BEGIN Available data

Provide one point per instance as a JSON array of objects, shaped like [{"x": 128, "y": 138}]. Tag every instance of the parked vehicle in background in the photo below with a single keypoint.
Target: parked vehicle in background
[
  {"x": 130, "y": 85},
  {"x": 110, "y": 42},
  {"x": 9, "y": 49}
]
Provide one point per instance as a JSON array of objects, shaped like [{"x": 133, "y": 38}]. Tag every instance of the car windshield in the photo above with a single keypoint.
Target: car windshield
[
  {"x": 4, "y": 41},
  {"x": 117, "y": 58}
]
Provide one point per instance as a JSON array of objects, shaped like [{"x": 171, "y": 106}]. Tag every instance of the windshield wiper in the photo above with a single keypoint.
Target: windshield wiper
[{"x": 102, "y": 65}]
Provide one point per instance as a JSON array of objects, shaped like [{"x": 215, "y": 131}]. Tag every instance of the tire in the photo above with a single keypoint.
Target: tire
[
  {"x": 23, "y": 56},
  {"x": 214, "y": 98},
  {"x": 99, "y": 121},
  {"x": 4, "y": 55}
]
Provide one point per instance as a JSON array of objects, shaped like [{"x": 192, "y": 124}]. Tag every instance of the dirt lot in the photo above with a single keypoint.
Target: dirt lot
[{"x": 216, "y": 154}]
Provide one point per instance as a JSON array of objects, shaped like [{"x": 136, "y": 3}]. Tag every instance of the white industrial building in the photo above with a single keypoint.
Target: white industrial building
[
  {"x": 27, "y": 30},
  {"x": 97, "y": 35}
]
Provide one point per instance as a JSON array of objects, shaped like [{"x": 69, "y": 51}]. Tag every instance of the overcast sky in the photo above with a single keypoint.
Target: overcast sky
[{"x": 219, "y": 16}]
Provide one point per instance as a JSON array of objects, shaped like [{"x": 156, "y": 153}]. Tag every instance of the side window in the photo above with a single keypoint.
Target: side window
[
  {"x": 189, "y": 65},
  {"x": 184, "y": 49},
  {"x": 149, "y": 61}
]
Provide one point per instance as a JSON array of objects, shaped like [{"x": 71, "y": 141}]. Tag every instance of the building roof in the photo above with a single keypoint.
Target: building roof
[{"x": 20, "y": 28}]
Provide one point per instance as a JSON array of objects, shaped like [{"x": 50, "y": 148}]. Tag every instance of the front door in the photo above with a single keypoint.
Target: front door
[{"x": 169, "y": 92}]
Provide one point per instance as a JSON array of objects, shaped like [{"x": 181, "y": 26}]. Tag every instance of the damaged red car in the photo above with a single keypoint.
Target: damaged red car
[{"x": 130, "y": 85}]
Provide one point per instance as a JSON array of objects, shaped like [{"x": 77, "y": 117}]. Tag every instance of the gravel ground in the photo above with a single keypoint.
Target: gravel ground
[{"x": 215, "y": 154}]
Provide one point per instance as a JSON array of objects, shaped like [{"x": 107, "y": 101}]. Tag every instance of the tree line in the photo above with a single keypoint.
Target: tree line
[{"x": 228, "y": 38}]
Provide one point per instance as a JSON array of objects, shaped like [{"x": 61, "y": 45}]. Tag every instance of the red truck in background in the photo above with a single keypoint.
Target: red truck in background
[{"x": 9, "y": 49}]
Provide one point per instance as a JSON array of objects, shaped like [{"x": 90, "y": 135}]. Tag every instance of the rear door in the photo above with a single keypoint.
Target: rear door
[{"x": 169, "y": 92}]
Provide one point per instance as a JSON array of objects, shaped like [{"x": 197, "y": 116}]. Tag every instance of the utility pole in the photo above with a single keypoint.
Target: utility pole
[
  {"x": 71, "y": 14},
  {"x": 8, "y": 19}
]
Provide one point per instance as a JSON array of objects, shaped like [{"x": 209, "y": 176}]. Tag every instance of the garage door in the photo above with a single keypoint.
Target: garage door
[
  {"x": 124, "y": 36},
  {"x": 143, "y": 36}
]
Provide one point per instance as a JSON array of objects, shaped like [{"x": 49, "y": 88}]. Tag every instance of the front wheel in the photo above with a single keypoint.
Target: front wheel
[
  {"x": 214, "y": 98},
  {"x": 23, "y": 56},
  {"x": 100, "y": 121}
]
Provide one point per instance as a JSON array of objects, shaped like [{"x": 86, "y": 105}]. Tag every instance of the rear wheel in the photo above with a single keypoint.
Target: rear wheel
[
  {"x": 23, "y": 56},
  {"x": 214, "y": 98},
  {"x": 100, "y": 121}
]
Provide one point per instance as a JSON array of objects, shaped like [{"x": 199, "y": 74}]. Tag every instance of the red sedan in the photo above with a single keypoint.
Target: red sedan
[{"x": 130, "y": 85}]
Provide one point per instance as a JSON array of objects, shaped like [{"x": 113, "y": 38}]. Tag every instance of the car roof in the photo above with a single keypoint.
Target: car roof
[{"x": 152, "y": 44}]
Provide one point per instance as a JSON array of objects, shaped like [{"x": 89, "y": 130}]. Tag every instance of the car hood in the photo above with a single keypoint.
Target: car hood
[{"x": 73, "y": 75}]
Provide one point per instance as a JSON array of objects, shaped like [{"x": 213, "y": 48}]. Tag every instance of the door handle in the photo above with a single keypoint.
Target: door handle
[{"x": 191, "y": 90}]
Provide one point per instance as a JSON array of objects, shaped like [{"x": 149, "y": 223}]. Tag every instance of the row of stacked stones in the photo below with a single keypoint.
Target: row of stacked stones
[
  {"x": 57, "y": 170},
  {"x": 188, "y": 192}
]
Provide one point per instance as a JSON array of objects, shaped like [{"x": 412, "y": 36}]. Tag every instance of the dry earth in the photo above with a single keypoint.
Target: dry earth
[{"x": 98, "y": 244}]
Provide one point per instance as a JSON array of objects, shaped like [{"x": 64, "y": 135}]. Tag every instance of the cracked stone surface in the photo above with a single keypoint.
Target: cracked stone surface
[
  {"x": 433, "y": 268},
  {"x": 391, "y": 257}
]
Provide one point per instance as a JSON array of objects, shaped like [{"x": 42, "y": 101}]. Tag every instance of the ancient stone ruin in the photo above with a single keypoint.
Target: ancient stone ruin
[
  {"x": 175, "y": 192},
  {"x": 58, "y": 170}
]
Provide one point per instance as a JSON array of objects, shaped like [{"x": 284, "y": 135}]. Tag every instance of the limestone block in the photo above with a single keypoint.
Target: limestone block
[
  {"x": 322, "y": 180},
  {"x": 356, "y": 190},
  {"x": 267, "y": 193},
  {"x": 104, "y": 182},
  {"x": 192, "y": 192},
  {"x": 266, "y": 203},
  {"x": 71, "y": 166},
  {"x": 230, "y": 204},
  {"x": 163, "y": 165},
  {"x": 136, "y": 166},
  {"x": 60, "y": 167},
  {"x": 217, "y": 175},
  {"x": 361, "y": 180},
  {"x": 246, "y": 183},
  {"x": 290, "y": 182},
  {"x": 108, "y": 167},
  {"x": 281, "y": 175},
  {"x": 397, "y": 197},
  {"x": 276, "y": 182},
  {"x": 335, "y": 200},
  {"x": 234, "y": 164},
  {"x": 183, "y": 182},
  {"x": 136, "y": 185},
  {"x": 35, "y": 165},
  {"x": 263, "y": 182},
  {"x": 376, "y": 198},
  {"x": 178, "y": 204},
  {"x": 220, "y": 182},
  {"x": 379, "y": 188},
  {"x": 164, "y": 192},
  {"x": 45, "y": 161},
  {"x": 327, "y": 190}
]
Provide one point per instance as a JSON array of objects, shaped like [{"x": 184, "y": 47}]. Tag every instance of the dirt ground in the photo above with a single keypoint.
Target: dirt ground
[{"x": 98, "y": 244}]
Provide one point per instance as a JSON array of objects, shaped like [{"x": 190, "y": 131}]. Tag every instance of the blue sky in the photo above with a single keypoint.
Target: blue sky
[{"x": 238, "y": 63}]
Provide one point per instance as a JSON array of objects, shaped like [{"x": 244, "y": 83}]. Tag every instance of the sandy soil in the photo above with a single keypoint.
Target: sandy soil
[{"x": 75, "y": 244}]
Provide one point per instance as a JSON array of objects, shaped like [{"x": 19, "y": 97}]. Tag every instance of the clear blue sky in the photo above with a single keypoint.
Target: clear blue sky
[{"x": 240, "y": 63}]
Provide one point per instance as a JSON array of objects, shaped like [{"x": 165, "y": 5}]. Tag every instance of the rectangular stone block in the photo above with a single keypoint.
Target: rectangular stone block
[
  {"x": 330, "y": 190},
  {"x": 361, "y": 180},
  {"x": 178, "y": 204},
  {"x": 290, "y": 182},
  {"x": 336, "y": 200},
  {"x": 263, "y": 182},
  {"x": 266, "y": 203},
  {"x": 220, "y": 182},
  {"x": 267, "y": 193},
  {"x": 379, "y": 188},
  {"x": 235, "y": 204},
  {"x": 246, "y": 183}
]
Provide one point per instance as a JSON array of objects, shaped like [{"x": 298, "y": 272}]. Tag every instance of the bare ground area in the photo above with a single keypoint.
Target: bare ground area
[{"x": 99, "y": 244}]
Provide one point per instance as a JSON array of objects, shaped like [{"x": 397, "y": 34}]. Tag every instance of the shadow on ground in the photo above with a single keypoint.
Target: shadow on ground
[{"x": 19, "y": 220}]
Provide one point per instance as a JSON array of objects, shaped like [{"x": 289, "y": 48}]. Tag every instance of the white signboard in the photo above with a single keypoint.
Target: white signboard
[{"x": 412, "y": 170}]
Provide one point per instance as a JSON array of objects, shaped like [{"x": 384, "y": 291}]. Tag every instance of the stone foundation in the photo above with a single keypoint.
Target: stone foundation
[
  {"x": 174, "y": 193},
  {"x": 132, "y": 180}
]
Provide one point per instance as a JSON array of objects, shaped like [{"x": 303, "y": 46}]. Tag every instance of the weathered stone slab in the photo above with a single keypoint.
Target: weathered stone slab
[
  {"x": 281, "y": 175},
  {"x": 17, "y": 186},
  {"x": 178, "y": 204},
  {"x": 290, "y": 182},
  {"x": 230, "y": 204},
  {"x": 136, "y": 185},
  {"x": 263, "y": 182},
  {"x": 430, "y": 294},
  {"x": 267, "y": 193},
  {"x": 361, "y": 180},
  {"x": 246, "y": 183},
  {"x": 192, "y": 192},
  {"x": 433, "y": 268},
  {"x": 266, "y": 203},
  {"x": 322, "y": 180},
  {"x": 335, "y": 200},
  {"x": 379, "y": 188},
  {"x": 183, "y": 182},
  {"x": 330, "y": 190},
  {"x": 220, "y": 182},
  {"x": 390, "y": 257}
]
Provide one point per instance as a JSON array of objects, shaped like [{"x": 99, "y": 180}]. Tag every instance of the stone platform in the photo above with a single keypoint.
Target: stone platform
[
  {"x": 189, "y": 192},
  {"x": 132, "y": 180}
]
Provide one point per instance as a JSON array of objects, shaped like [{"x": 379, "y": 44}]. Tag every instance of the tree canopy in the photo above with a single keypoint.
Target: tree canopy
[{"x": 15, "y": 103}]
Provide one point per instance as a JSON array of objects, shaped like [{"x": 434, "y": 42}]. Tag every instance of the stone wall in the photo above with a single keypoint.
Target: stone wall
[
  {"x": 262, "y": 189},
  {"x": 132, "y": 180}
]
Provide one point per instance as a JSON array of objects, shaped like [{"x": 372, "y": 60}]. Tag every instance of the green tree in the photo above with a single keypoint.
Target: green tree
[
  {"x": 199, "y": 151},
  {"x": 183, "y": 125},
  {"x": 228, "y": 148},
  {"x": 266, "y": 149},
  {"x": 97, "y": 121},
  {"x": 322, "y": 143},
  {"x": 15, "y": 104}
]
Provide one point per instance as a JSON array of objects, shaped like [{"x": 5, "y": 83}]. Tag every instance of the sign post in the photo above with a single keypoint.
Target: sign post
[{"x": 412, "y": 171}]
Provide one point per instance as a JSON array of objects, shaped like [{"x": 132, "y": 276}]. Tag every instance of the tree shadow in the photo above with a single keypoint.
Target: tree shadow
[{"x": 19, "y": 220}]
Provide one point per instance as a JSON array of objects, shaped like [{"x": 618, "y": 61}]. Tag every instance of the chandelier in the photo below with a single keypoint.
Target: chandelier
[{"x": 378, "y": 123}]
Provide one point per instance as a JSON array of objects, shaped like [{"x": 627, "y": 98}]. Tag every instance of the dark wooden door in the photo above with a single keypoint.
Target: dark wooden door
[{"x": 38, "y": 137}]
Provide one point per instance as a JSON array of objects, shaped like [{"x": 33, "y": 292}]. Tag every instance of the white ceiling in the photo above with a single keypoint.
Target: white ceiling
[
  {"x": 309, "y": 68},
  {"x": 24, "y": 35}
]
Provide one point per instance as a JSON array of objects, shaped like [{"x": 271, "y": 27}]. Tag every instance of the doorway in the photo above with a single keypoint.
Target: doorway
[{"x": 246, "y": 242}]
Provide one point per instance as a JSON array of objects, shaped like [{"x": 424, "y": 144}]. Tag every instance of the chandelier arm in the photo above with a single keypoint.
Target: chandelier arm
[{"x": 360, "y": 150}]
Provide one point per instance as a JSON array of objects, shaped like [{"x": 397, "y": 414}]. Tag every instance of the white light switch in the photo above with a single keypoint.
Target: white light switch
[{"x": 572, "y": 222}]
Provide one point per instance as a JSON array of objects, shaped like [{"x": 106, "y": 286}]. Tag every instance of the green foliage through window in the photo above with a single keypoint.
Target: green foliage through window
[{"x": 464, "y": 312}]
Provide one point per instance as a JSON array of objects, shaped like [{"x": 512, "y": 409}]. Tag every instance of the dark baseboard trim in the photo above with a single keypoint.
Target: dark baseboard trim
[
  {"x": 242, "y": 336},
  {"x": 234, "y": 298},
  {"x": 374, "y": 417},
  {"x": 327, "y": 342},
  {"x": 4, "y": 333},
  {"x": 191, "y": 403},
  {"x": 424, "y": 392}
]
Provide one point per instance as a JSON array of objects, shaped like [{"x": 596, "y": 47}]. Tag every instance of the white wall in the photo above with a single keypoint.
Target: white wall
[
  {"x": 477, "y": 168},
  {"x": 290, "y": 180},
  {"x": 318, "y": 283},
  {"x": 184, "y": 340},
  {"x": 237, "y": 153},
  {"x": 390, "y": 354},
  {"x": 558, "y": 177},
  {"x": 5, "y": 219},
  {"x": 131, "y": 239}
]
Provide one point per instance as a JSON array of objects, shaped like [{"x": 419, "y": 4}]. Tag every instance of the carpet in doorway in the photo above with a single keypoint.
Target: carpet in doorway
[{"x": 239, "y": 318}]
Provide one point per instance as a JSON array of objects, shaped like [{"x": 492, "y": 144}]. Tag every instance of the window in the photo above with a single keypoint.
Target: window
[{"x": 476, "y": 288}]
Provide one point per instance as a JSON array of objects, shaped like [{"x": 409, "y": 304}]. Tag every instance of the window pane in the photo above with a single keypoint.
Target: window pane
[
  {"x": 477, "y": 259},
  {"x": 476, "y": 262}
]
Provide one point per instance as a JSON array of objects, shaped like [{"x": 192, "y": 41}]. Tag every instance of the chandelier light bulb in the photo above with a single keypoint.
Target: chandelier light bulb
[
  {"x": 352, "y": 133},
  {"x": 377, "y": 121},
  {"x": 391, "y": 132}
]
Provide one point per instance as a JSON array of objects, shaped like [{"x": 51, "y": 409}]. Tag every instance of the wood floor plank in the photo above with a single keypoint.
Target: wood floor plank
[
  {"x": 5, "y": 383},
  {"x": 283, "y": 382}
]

END Available data

▶ _What is needed_
Where the line with "of the tire" ends, your copy should end too; please return exactly the lines from the first line of the data through it.

▶ _Task response_
Provide one point per instance as a JSON array of objects, shaped like [{"x": 128, "y": 138}]. Tag every instance of the parked vehicle in background in the photo below with a single keypoint.
Target: parked vehicle in background
[
  {"x": 130, "y": 85},
  {"x": 110, "y": 42},
  {"x": 9, "y": 49}
]
Provide one point per instance as a JSON array of objects, shaped like [{"x": 133, "y": 38}]. Tag every instance of the car windshield in the photo above with a single keypoint.
Target: car windshield
[
  {"x": 4, "y": 41},
  {"x": 117, "y": 58}
]
Provide one point per instance as a JSON array of objects, shaped like [{"x": 171, "y": 106}]. Tag every instance of the windshield wiper in the photo above with a single keypoint.
Target: windshield wiper
[{"x": 102, "y": 65}]
Provide one point per instance as a JSON array of objects, shaped like [{"x": 215, "y": 131}]. Tag every instance of the tire in the photo above with a single keypoint.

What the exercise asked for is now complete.